**Tasks to complete:**
- a) In the museum collection text, who carved the scrimshaw?
- b) List every person the museum collection text names.

━━━━━ Text shown ━━━━━

The St Andrews Heritage Museum’s historic collection contains thousands of artefacts, photographs and documents relating to life in St Andrews from around 1800 to the present day. Significant collections include:


Scrimshaw beagle

Object Number: SAAPT 050

This scrimshaw, or carved sperm whale’s tooth, was carved by James Bute on the HMS Beagle during its Second Voyage (1831 – 1836). The carving depicts the HMS Beagle beached on Santa Cruz, South America. Onboard the ship was the famous naturalist Charles Darwin. Just twenty-two at the time, Darwin woud later described the journey as ‘by far the most important event in my life’. Darwin collected specimens and made botanical and geological observations that would influence his theory on natural selection.

The scrimshaw came to be in our collection thanks to a generous donation by the family of another eminent scientist, Sir D’Arcy Wentworth Thompson. The scrimshaw is currently on loan to University of St Andrews Museum Services and an excellent history of this object is provided on the museum’s blog

D’Arcy Thompson Medicine Cabinet

Object Number: SAAPT 1579

This wooden travelling medicine chest was owned by the influential biologist and mathematician Sir D’Arcy Wentworth Thompson and his Uncle,  Dr John Gamgee, veterinarian. Sir D’Arcy Thomson is most remembered for his celebrated publication, On Growth and Form. Prior to studying zoology and natural sciences, he studied medicine. Sir D’Arcy was also a founder member of the St Andrews Preservation Trust.

━━━━━ Supplied material ━━━━━

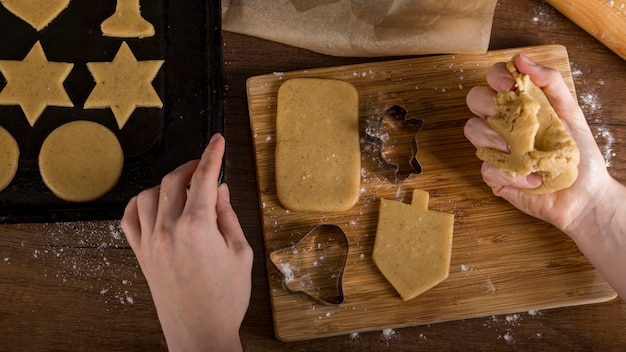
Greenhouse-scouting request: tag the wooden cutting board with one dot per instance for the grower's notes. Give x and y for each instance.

━━━━━

**Answer section:**
- a) James Bute carved it on the HMS Beagle during its Second Voyage (1831 – 1836).

- b) James Bute, Charles Darwin, Sir D’Arcy Wentworth Thompson, Dr John Gamgee